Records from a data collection
------------------------------------------------
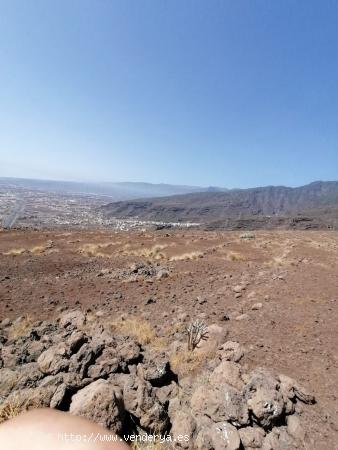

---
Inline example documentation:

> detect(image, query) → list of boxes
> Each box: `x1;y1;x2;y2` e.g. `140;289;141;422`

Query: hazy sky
1;0;338;188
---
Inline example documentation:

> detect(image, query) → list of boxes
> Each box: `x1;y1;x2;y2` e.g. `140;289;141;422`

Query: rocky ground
0;228;337;449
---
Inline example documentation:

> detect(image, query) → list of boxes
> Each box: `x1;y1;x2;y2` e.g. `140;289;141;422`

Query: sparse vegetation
127;244;168;260
186;320;208;351
0;397;39;424
111;316;156;345
2;241;53;256
0;400;24;423
170;348;210;377
29;245;47;254
79;242;115;257
227;251;246;261
169;251;204;261
3;247;26;256
8;315;34;339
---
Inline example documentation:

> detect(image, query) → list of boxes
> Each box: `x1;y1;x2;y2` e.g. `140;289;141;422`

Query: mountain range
101;181;338;227
0;177;226;200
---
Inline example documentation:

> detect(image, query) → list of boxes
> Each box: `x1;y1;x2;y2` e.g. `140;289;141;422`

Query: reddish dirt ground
------------------------------------------------
* [Work to be completed] Find the line that contains "Query: sparse vegetation". Write out that line and every line after it through the end of the data, exactly, and nothing else.

* [Response to this task]
Query: sparse vegetation
127;244;168;260
186;320;208;351
0;397;39;424
111;316;156;345
2;241;53;256
0;400;24;423
170;348;210;377
29;245;47;254
79;242;115;257
227;251;246;261
169;251;204;261
3;247;26;256
8;315;34;339
---
Inline example documentation:

> detect(image, query) → list of boxes
> Each box: `x1;y1;x2;y2` e.g. `140;289;141;422`

Query: mountain range
101;181;338;227
0;177;226;200
---
Inline example documentation:

> detect(image, query) → list of boxes
> Each box: `x1;y1;x2;y2` e.g. `140;289;141;422`

Query: reddish dirt ground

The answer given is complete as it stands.